Description of the task: Quote the entries that follow exactly, leaving none out.

Data:
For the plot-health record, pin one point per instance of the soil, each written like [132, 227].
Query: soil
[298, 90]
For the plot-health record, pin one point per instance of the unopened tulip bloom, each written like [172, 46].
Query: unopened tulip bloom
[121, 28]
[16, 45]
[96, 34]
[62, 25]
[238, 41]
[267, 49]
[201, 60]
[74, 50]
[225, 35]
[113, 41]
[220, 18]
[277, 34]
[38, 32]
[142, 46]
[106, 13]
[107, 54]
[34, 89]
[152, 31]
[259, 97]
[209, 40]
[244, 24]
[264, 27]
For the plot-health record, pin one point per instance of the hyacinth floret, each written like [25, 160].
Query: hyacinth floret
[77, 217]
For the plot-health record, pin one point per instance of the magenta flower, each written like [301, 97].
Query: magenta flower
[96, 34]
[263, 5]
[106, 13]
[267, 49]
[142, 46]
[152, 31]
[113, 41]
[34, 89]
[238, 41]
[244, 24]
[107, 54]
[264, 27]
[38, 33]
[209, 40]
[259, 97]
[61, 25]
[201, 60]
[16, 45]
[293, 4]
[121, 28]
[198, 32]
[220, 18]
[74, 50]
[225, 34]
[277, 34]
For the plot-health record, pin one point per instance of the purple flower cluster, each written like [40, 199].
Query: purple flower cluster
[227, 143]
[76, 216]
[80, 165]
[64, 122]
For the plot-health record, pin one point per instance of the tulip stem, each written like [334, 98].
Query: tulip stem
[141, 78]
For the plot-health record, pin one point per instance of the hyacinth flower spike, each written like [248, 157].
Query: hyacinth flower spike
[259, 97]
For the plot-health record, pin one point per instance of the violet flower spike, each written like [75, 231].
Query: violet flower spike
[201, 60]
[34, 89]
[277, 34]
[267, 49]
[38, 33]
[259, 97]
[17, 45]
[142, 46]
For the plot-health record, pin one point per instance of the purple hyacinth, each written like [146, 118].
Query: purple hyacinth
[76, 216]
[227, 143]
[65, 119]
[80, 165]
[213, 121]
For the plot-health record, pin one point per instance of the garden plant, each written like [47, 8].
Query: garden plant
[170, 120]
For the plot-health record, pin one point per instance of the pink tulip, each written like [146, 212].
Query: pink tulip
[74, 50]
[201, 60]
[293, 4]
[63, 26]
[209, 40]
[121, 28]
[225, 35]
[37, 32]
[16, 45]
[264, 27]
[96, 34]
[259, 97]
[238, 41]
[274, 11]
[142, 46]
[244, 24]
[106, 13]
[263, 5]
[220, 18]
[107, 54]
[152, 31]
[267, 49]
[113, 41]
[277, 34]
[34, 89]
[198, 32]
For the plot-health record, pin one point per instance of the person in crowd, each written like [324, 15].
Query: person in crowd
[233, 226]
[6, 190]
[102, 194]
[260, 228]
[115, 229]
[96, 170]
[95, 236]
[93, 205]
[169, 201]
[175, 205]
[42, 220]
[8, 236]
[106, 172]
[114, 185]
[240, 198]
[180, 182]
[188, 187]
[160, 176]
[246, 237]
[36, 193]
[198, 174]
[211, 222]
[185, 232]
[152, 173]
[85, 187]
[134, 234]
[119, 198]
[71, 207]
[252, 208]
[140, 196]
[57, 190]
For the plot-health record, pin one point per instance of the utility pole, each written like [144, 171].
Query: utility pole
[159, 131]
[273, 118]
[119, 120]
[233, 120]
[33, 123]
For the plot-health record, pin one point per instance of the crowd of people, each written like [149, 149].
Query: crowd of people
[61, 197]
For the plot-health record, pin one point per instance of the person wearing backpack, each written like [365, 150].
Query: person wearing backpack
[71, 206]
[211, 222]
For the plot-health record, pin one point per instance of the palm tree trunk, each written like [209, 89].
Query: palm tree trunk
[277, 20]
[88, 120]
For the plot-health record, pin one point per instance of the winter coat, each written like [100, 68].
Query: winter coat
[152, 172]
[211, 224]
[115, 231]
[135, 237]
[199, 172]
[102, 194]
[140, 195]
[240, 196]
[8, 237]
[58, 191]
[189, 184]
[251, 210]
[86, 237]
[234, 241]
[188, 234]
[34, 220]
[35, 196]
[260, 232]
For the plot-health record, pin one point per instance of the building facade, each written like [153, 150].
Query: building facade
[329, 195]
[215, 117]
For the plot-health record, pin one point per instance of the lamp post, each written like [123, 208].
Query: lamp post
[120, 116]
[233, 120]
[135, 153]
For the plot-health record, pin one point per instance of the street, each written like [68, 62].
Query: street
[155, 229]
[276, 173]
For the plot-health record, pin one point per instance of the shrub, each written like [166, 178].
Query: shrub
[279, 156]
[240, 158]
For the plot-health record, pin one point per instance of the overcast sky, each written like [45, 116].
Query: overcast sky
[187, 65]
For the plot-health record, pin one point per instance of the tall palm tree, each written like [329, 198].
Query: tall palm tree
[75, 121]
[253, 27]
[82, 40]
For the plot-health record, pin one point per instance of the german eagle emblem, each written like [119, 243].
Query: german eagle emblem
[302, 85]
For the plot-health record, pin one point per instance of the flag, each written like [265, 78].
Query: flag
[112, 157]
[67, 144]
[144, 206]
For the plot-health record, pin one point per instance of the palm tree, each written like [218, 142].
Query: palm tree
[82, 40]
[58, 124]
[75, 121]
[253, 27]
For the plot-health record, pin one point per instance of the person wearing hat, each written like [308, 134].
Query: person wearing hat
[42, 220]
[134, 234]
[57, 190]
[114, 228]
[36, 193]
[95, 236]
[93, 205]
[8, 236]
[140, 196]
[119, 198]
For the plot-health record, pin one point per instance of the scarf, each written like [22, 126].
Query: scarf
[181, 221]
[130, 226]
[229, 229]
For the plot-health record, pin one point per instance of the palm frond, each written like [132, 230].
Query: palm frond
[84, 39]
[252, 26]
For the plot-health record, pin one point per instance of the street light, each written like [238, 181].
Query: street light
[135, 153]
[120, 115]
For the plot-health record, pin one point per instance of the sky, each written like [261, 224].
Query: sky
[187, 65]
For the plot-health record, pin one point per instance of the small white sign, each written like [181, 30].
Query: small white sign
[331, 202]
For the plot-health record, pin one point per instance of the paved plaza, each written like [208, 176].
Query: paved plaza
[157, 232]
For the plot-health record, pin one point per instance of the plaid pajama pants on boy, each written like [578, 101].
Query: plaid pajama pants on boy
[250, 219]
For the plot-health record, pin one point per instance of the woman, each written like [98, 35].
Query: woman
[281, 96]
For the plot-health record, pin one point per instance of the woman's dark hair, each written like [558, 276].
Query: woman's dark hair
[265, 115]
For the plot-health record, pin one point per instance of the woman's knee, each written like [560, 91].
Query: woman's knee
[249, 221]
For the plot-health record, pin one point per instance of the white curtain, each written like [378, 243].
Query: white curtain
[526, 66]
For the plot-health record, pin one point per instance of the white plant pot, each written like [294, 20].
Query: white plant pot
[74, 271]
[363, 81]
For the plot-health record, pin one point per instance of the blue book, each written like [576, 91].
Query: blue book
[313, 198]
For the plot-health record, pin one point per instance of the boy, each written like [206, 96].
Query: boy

Solution for this task:
For the plot-health record, pin one point per instance of the soil, each written like [132, 227].
Query: soil
[298, 90]
For the plot-health record, pin one point per instance of the unopened tulip bloom, each written like [172, 46].
Query: unopened tulip bloom
[121, 28]
[16, 45]
[96, 34]
[62, 25]
[238, 41]
[267, 49]
[201, 60]
[74, 50]
[225, 35]
[113, 41]
[220, 18]
[277, 34]
[38, 32]
[142, 46]
[106, 13]
[107, 54]
[34, 89]
[152, 31]
[259, 97]
[209, 40]
[244, 24]
[264, 27]
For the plot-health record, pin one point per instance of the hyacinth floret, each written like [25, 160].
Query: hyacinth floret
[77, 217]
For the plot-health record, pin one point per instance of the magenta flower, each written like [301, 97].
Query: magenta flower
[96, 34]
[263, 5]
[106, 13]
[267, 49]
[142, 46]
[152, 31]
[113, 41]
[34, 89]
[238, 41]
[244, 24]
[107, 54]
[264, 27]
[38, 33]
[209, 40]
[259, 97]
[61, 25]
[201, 60]
[16, 45]
[293, 4]
[121, 28]
[198, 32]
[220, 18]
[74, 50]
[225, 34]
[277, 34]
For the plot-health record, pin one point per instance of the purple flower cluster, each written like [40, 199].
Query: purple flower cluster
[227, 143]
[76, 216]
[80, 165]
[64, 122]
For the plot-health record, pin one point per instance of the tulip stem, each written like [334, 98].
Query: tulip stem
[141, 78]
For the plot-health record, pin one point per instance of the hyacinth flower spike, each written like [248, 157].
Query: hyacinth flower spike
[259, 97]
For the plot-health record, pin one point per instance of the violet flower spike, each written like [75, 231].
Query: violet flower spike
[201, 60]
[34, 89]
[277, 34]
[267, 49]
[38, 33]
[259, 97]
[17, 45]
[142, 46]
For the plot-health record, pin one point per instance of the purple hyacinth, each written like [146, 118].
Query: purple hyacinth
[76, 216]
[227, 143]
[65, 119]
[80, 165]
[213, 121]
For the plot-health record, pin one point per instance of the garden plant, each written like [47, 8].
Query: garden plant
[170, 120]
For the plot-health record, pin one point per instance of the pink tulip, each written like [146, 212].
Query: pink tulip
[74, 50]
[201, 60]
[293, 4]
[63, 26]
[209, 40]
[121, 28]
[225, 35]
[37, 32]
[16, 45]
[264, 27]
[96, 34]
[259, 97]
[238, 41]
[274, 11]
[142, 46]
[244, 24]
[106, 13]
[263, 5]
[220, 18]
[107, 54]
[152, 31]
[267, 49]
[113, 41]
[277, 34]
[34, 89]
[198, 32]
For the plot-health record, pin one point per instance of the person in crowd, each written like [324, 15].
Query: person in crowd
[233, 226]
[6, 190]
[102, 194]
[260, 228]
[115, 229]
[96, 170]
[95, 236]
[93, 205]
[169, 201]
[175, 205]
[42, 220]
[8, 236]
[106, 172]
[114, 185]
[240, 198]
[180, 182]
[188, 187]
[160, 176]
[246, 237]
[36, 193]
[198, 174]
[211, 222]
[185, 232]
[152, 173]
[85, 187]
[134, 234]
[119, 198]
[71, 207]
[252, 208]
[140, 196]
[57, 190]
For the plot-health record, pin one point per instance of the utility pole, each written like [144, 171].
Query: utility pole
[159, 131]
[273, 118]
[119, 120]
[233, 120]
[33, 123]
For the plot-health record, pin one point per instance of the crowd of people, each written like [149, 149].
Query: crowd of people
[61, 197]
For the plot-health record, pin one point per instance of the person wearing backpack, each written like [365, 150].
Query: person wearing backpack
[71, 206]
[211, 222]
For the plot-health record, pin one point per instance of the palm tree trunk, each written like [209, 89].
Query: palm tree trunk
[277, 20]
[88, 120]
For the plot-health record, pin one point per instance of the winter coat, each written like [100, 68].
Query: winter coat
[152, 172]
[211, 224]
[115, 231]
[135, 237]
[199, 172]
[102, 194]
[140, 195]
[240, 196]
[8, 237]
[58, 191]
[189, 184]
[251, 210]
[86, 237]
[234, 241]
[188, 234]
[34, 220]
[35, 196]
[260, 232]
For the plot-health record, pin one point per instance of the building facade, each written like [153, 150].
Query: building facade
[329, 195]
[215, 117]
For the plot-health record, pin one point per instance of the lamp post, each written like [123, 208].
Query: lamp post
[120, 116]
[233, 120]
[135, 153]
For the plot-health record, pin one point per instance of the street, each written like [68, 62].
Query: street
[155, 229]
[276, 173]
For the plot-health record, pin one point per instance of the shrub, each written like [166, 178].
Query: shrub
[279, 156]
[240, 158]
For the plot-health record, pin one point per instance of the overcast sky, each written like [45, 116].
Query: overcast sky
[187, 65]
For the plot-health record, pin one point per instance of the tall palm tree, each written like [329, 198].
Query: tall palm tree
[75, 121]
[253, 27]
[82, 40]
For the plot-health record, pin one point per instance of the german eagle emblem, each written like [119, 243].
Query: german eagle emblem
[302, 85]
For the plot-health record, pin one point per instance of the flag, each written like [265, 78].
Query: flag
[112, 157]
[67, 144]
[144, 206]
For the plot-health record, pin one point per instance of the palm tree, each written like [218, 142].
Query: palm tree
[82, 40]
[58, 124]
[75, 121]
[253, 27]
For the plot-health record, pin one point per instance of the person wearing hat, each written like [308, 134].
Query: person wearing hat
[42, 220]
[134, 234]
[57, 190]
[114, 228]
[36, 193]
[95, 236]
[93, 205]
[8, 236]
[140, 196]
[119, 198]
For the plot-health record, pin one point per instance of the scarf, each written like [22, 126].
Query: scarf
[181, 221]
[130, 226]
[229, 229]
For the plot-health record, pin one point per instance of the palm frond, each written like [132, 230].
Query: palm frond
[84, 39]
[252, 26]
For the plot-health record, pin one point per instance of the street light, each written like [238, 181].
Query: street light
[135, 153]
[120, 115]
For the plot-health record, pin one point per instance of the sky, each written like [261, 224].
Query: sky
[187, 65]
For the plot-health record, pin one point per instance of the small white sign, each written like [181, 30].
Query: small white sign
[331, 202]
For the plot-health record, pin one point per instance of the paved plaza, each written like [208, 176].
Query: paved plaza
[157, 232]
For the plot-health record, pin one point per instance of the plaid pajama pants on boy, each written like [578, 101].
Query: plaid pajama pants on boy
[250, 219]
For the plot-health record, pin one point per instance of the woman, each written like [98, 35].
Query: woman
[281, 96]
For the plot-health record, pin one point per instance of the woman's dark hair, each written like [558, 276].
Query: woman's dark hair
[265, 115]
For the plot-health record, pin one point per instance of the woman's knee, each written like [560, 91].
Query: woman's knee
[249, 221]
For the plot-health record, pin one point per instance of the white curtain, each written like [378, 243].
Query: white curtain
[526, 66]
For the plot-health record, pin one point per instance of the white plant pot, each written like [294, 20].
Query: white plant pot
[74, 271]
[363, 81]
For the plot-health record, pin one point per instance of the blue book, each written like [576, 91].
Query: blue book
[313, 198]
For the plot-health record, pin one point per instance of the boy, each written like [206, 96].
Query: boy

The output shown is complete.